> [ZUM TEXTVERSTÄNDNIS]
A. Wie viele Menschen leisteten laut dem Text zur Wehrpflicht bis 2011 jährlich Zivildienst?
B. Gib die Passage aus dem Text zur Wehrpflicht wörtlich wieder, beginnend bei „Der Grundgedanke der Wehrpflicht“ und endend bei „ohne einsatzbereite Armeen.“.

Im Jahr 2011 wurde die Wehrplicht – und damit auch der Zivildienst – ausgesetzt. Nun ist die Debatte über den Dienst an der Waffe durch die neue Wehrbeauftragte Eva Högl wieder aufgeflammt. Verteidigungsministerin Annegret Kramp-Karrenbauer sprach sich für einen sechsmonatigen Freiwilligendienst mit anschließendem Reservedienst aus. Bündnis C plädiert für ein Dienstjahr im Sozialwesen oder bei der Bundeswehr.
Wir blicken heute auf ein Jahrzehnt mit Berufsarmee zurück. Der damalige Ansatz, eine gut ausgebildete, starke Truppe aus Berufssoldaten zu besitzen, hat sich nur bedingt bestätigt. Vielmehr hat sich eine Distanzierung zwischen Bevölkerung und Bundeswehr entwickelt. Die Zahlen der Menschen, die sich für eine Laufbahn im Heer entscheiden, sind rückläufig, und es gestaltet sich schwierig, genug Nachwuchs für die Landesverteidigung zu generieren.
Der Grundgedanke der Wehrpflicht ist in der Debatte vor deren Aussetzung untergegangen. Durch eine allgemeine Wehrpflicht wird gewährleistet, dass ein großer Teil der Bevölkerung für einen Verteidigungsfall ausgebildet und schnell abrufbar ist. Dieser Vorteil geht mit einer reinen Berufsarmee verloren. Werden Soldaten für einen akuten Verteidigungsfall gebraucht, dauert die Ausbildung ohne vorherigen Grundwehrdienst unverhältnismäßig lang. Der Grundgedanke der Nato zum Schutz Europas ist zu begrüßen, dennoch sollte die Landesverteidigung durch eigene Kräfte gewährleistet sein. Weder die NATO noch nationale Verteidigung funktioniert im Ernstfall ohne einsatzbereite Armeen.
Gleichzeitig mit der Wehrpflicht wurde auch der Zivildienst abgeschafft, was bis heute in vielen sozialen Berufsfeldern Lücken hinterlassen hat. Bis 2011 gab es jährlich knapp 80.000 Menschen, die durch den Zivildienst einen großen Beitrag für die Gesellschaft leisteten. Im Rahmen des Bundesfreiwilligendienstes waren es danach nur noch halb so viele. Dies sorgte in sozialen Einrichtungen für personelle Engpässe, deren Auswirkungen wir heute noch erleben. Viele Zivildienstleistende blieben langfristig in sozialen Berufen tätig. Das Berufsbild in der Pflege hat sich seit Abschaffung des Zivildienstes leider ebenfalls negativ entwickelt, und so fehlt heute auch dort der Nachwuchs.

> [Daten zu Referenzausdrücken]
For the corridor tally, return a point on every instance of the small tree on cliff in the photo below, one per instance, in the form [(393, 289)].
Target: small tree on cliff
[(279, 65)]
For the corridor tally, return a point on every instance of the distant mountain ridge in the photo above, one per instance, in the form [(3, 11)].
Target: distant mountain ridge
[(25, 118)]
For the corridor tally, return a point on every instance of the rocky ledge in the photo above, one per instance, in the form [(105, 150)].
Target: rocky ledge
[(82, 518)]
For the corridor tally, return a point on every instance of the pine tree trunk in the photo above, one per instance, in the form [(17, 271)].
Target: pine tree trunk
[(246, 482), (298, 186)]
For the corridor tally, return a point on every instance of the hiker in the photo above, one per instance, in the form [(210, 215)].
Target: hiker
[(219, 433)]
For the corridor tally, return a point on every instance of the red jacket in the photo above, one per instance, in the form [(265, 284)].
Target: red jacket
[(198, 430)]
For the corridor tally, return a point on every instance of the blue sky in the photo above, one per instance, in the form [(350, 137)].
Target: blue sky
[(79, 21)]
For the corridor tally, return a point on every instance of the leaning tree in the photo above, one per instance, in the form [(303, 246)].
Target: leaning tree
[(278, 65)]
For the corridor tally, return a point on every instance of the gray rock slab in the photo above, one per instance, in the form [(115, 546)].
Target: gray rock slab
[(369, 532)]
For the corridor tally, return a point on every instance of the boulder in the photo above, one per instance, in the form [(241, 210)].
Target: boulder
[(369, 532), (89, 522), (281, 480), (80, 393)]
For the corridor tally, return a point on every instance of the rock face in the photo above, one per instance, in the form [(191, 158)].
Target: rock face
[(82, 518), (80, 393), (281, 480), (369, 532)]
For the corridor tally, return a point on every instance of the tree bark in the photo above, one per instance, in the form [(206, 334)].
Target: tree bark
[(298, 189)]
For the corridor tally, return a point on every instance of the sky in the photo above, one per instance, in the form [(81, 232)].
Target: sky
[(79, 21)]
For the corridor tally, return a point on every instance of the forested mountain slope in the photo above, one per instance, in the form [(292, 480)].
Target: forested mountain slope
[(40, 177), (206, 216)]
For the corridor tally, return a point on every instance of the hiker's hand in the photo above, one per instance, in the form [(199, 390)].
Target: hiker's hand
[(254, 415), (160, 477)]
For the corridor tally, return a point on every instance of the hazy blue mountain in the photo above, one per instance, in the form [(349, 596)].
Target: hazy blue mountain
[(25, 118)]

> [LÖSUNGEN DER AUFGABEN]
A. Knapp 80.000 Menschen.

B.
Der Grundgedanke der Wehrpflicht ist in der Debatte vor deren Aussetzung untergegangen. Durch eine allgemeine Wehrpflicht wird gewährleistet, dass ein großer Teil der Bevölkerung für einen Verteidigungsfall ausgebildet und schnell abrufbar ist. Dieser Vorteil geht mit einer reinen Berufsarmee verloren. Werden Soldaten für einen akuten Verteidigungsfall gebraucht, dauert die Ausbildung ohne vorherigen Grundwehrdienst unverhältnismäßig lang. Der Grundgedanke der Nato zum Schutz Europas ist zu begrüßen, dennoch sollte die Landesverteidigung durch eigene Kräfte gewährleistet sein. Weder die NATO noch nationale Verteidigung funktioniert im Ernstfall ohne einsatzbereite Armeen.